§ **Texto de lectura**

::::

Marcado por la violencia desde los 13 años, asesinó a 50 personas antes de cumplir los 16; hoy narra su historia alejado de la maldad y arrepentido de todo el mal que causo a tantas familias.
“Mi primer trabajo fue matar a mi tío. Yo tenía 13 años y no lo quería hacer, pero todos me apuntaban a mí y lo tuve que hacer; cuando lo hice me sentí mal, no dormí en dos semanas… ya después me daba adrenalina hacer eso”.
Ángel fue reclutado por los cárteles de las drogas en 2010 como muchos otros adolescentes en Ciudad Juárez, donde fue abordado en la secundaria donde estudiaba el segundo grado gracias a la beca que avalaba sus buenas calificaciones.
“Todo empezó cuando un hombre me dijo que tenía que trabajar con él porque si no iba a matar a toda mi familia, me empezó a dar nombres y a enseñar fotos que él tenía, y era mi familia”, comentó el adolescente, quien apenas cumplirá 17 años.
Cuando se integró al grupo delincuencial, nunca había usado un arma de fuego, ni imaginaba que llegaría a matar a cerca de 50 personas.
“Todo empezó un sábado cuando llegaron a la secundaria, me sacaron, me dijeron que si quería trabajar y mirando la necesidad de mi abuela y las amenazas decidí meterme a trabajar con ellos”, señaló.
Con apenas 1.60 metros de estatura y unos 58 kilos de peso, parece un joven como cualquier otro, pero su profunda mirada refleja lo difícil que fue su historia desde niño, cuando se dio cuenta de que su padre era sicario.
“Cuando yo era niño mi papá era un ejemplo para mí, pero miré cómo decapitaba a las personas, cómo cortaba las cabezas, y yo le decía que no hiciera eso; él siempre me quería lavar el coco, me decía que eso me iba a llevar a algo bueno, decía que era para proteger mi vida. Yo le decía ‘papá, esto no está bien, esto no está bien’, le decía que lo iban a matar y él me decía que eso nunca iba a pasar”, recordó.

::::

§ **Datos proporcionados**
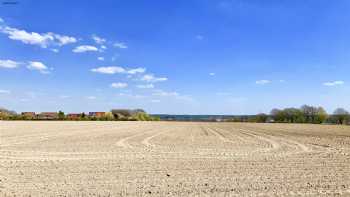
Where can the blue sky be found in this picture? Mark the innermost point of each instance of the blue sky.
(178, 57)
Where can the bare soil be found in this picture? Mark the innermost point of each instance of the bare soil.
(173, 159)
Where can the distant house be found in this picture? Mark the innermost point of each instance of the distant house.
(97, 114)
(73, 116)
(30, 115)
(48, 116)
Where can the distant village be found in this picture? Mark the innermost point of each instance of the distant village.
(55, 115)
(114, 114)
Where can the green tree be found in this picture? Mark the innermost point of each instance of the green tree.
(261, 118)
(61, 115)
(341, 115)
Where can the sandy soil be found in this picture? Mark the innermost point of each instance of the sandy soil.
(173, 159)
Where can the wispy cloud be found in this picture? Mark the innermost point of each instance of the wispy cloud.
(146, 86)
(164, 93)
(85, 48)
(64, 96)
(263, 82)
(9, 64)
(199, 37)
(152, 78)
(91, 97)
(334, 83)
(136, 70)
(119, 85)
(98, 39)
(109, 70)
(39, 66)
(120, 45)
(117, 70)
(43, 40)
(5, 91)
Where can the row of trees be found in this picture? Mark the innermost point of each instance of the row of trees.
(304, 114)
(115, 114)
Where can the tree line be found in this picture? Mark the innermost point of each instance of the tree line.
(113, 115)
(304, 114)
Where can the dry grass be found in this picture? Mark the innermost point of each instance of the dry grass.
(173, 159)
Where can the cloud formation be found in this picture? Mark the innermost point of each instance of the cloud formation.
(153, 79)
(5, 91)
(119, 85)
(43, 40)
(334, 83)
(136, 70)
(9, 64)
(263, 82)
(120, 45)
(84, 48)
(117, 70)
(146, 86)
(98, 39)
(39, 66)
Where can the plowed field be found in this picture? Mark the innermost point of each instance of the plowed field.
(173, 159)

::::

§ **Ejercicios**
(a) Repite sin cambios el fragmento del texto sobre Ángel que empieza con las palabras "Marcado por la" y termina con "sus buenas calificaciones.".
(b) Según el texto sobre Ángel, ¿en qué año lo reclutaron los cárteles de las drogas?
(c) Prolonga el texto sobre Ángel a partir del punto en que se detiene.

§ **Respuestas**
(a)
Marcado por la violencia desde los 13 años, asesinó a 50 personas antes de cumplir los 16; hoy narra su historia alejado de la maldad y arrepentido de todo el mal que causo a tantas familias.
“Mi primer trabajo fue matar a mi tío. Yo tenía 13 años y no lo quería hacer, pero todos me apuntaban a mí y lo tuve que hacer; cuando lo hice me sentí mal, no dormí en dos semanas… ya después me daba adrenalina hacer eso”.
Ángel fue reclutado por los cárteles de las drogas en 2010 como muchos otros adolescentes en Ciudad Juárez, donde fue abordado en la secundaria donde estudiaba el segundo grado gracias a la beca que avalaba sus buenas calificaciones.

(b) En 2010.

(c)
Cuando mataron a su papá, Ángel tenía 12 o 13 años, y una semana después murió su madre de una sobredosis de drogas, por lo que él y sus hermanos quedaron a cargo de su abuela, quien les daba de comer lo que sus otros hijos le daban.
‘Matar era mi trabajo’
El primer trabajo que Ángel hizo fue pasar droga a Estados Unidos y llevarla a otros estados del país, hasta que lo obligaron a matar a su primera víctima.
“Fue algo fuerte para mí, pero ya estando ahí ellos me decían que lo tenía que hacer, si no ellos me iban a matar a mí”, aseguró, mientras entrelazaba los largos dedos de sus manos.
Nunca había usado un arma de fuego, ni le enseñaron cómo hacerlo, sólo le dijeron que tenía que tomar la decisión de matar o morir. Ese fue el momento en que descubrió que a él no lo reclutaron por casualidad, sino porque conocían el historial de su padre y se querían vengar.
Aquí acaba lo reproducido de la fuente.